--- Records for the exercise ---
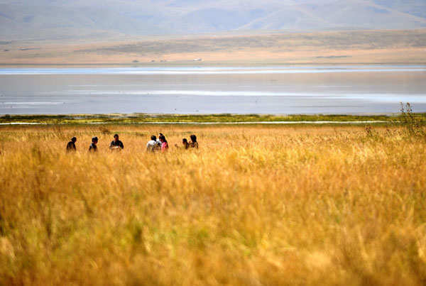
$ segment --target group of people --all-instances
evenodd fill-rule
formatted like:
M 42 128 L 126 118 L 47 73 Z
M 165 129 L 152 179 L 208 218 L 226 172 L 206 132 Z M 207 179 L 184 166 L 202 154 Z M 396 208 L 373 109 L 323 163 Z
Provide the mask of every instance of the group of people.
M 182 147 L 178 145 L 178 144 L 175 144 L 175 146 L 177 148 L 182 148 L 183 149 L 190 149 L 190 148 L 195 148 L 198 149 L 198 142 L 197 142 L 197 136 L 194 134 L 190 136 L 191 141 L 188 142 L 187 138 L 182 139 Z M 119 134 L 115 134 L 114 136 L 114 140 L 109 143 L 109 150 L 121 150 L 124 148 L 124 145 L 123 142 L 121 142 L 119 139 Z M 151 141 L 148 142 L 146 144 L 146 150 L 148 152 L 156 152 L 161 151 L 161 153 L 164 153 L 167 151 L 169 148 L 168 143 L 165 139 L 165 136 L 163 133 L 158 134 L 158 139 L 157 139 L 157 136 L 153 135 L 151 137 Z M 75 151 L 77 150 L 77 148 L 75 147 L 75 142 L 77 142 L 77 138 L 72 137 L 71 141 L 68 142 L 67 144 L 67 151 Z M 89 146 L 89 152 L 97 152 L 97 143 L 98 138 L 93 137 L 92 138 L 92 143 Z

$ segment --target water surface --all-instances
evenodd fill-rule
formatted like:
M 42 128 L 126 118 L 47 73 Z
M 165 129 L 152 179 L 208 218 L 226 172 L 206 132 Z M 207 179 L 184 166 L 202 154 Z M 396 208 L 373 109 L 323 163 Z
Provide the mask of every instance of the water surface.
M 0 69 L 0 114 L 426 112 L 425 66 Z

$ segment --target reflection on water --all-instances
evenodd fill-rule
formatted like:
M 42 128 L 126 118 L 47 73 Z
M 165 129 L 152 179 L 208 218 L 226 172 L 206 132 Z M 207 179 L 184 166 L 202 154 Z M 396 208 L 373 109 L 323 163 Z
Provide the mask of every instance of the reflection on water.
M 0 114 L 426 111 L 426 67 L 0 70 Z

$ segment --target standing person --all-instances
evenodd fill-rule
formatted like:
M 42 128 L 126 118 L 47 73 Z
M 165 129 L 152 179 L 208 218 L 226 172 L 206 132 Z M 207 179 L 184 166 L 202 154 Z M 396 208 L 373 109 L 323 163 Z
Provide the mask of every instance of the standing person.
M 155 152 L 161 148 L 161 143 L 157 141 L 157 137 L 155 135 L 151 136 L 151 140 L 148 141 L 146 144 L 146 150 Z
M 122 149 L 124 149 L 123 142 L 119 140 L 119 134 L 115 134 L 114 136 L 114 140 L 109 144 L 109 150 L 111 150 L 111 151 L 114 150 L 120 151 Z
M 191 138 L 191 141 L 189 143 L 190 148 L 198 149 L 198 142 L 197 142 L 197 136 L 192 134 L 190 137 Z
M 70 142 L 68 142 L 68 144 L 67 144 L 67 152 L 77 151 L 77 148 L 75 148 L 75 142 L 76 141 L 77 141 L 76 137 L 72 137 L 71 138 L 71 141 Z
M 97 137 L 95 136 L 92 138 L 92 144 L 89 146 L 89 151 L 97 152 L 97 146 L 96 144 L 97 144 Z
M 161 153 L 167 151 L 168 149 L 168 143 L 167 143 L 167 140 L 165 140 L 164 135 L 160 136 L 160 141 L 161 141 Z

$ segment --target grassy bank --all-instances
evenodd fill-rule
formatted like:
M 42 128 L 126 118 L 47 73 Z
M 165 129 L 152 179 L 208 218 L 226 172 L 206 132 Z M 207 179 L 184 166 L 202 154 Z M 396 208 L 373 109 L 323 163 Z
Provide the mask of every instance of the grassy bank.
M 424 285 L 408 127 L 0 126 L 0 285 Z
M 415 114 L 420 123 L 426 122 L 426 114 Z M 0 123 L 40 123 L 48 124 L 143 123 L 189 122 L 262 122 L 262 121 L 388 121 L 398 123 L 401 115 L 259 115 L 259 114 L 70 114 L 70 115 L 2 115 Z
...
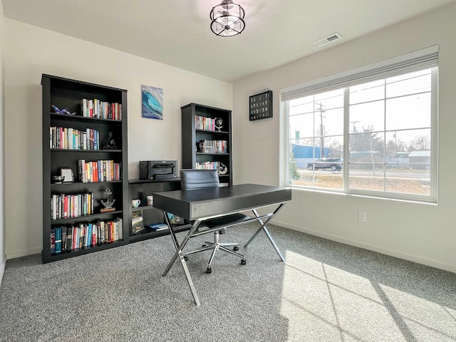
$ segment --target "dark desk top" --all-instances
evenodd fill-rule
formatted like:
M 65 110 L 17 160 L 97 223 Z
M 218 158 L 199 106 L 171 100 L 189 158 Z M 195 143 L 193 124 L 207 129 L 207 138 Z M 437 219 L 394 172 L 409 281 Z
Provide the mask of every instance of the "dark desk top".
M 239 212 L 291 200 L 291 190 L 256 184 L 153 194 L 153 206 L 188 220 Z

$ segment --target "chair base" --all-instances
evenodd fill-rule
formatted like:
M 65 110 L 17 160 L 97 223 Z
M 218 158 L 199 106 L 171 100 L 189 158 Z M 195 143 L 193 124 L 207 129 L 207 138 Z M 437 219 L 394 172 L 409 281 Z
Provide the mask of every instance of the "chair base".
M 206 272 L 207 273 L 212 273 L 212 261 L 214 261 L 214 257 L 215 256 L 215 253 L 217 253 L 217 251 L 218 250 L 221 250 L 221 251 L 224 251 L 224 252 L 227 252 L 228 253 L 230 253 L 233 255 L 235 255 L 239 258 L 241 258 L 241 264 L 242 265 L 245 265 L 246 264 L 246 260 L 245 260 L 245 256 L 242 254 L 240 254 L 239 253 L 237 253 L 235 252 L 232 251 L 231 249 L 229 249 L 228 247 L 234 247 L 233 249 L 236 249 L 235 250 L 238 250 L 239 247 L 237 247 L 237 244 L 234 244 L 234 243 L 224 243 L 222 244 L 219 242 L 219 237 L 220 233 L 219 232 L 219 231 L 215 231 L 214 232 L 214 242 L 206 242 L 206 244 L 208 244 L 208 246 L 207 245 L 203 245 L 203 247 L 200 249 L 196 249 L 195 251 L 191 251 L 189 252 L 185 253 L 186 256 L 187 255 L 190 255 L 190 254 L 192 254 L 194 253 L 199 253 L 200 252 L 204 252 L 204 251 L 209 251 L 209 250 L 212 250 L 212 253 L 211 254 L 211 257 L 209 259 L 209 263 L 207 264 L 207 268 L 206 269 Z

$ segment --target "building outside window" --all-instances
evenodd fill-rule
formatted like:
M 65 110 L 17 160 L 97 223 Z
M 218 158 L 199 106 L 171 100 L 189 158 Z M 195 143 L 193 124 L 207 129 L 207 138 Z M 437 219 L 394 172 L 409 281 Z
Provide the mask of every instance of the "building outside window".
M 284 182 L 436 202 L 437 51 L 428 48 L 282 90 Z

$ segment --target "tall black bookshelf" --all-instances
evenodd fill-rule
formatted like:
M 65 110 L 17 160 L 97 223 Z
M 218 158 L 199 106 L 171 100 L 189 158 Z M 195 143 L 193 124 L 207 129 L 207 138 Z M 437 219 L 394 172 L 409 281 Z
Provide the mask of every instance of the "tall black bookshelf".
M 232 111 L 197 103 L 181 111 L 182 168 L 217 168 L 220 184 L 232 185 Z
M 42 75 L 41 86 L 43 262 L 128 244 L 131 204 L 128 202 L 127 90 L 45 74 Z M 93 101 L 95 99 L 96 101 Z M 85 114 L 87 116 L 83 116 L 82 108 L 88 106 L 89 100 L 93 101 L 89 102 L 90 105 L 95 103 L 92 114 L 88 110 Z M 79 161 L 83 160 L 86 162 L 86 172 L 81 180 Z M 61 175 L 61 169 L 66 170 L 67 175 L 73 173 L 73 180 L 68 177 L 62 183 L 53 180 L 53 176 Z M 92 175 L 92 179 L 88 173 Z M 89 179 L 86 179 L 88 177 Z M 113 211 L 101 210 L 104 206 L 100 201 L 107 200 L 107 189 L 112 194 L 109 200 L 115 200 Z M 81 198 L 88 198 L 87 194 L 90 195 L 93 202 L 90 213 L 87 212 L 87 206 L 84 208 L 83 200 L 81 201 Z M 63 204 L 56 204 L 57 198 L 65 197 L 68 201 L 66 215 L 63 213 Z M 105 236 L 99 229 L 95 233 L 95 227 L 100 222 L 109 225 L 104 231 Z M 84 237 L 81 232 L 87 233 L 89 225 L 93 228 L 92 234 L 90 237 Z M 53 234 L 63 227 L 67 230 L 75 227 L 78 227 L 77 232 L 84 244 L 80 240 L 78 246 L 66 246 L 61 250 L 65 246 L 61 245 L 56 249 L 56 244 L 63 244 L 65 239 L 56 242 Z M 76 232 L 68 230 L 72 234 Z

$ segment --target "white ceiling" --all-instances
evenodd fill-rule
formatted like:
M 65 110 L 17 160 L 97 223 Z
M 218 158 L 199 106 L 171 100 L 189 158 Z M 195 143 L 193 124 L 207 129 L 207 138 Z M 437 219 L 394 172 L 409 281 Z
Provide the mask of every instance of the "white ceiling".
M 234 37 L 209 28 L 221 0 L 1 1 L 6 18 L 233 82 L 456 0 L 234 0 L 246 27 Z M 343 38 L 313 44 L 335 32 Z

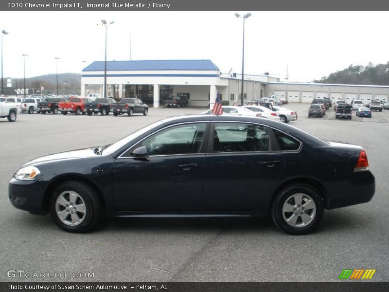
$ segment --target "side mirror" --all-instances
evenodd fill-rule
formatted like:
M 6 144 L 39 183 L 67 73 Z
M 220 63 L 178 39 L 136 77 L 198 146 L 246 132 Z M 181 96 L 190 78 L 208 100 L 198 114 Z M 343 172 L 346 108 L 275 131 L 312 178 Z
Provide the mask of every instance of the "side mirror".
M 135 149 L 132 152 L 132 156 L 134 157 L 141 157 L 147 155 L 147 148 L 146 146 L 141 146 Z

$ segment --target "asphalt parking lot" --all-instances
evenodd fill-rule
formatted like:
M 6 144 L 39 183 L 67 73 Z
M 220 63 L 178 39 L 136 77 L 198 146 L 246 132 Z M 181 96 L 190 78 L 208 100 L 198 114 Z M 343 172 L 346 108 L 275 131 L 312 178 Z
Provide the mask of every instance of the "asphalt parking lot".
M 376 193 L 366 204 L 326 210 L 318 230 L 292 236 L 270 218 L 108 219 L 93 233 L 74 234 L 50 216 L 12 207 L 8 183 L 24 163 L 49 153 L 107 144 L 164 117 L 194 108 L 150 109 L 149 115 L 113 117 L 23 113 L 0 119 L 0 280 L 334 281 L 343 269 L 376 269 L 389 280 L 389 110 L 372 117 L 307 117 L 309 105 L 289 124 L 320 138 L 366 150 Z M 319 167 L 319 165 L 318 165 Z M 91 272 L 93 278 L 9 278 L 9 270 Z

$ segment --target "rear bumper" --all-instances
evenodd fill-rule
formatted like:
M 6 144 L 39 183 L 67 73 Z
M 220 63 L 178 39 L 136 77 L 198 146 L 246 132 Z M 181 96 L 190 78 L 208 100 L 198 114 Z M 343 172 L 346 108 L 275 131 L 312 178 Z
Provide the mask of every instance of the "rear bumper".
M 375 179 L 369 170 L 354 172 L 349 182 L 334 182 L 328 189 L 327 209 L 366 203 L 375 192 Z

--- Instructions for the task ---
Rewrite the data from the line with "of people --all-instances" to the line with "Provide the mask of every instance of the group", substituting "crowd of people" for "group of people" and leaving everything else as it is.

--- Exercise answer ---
$ segment --target crowd of people --all-instances
evenodd fill-rule
formatted like:
M 42 128 L 126 118 L 47 73 Z
M 165 129 L 152 179 L 208 218 L 226 172 L 206 132 Z M 207 179 L 184 166 L 202 154 Z M 396 208 L 373 109 L 323 163 Z
Provide the mask of every instance of the crowd of people.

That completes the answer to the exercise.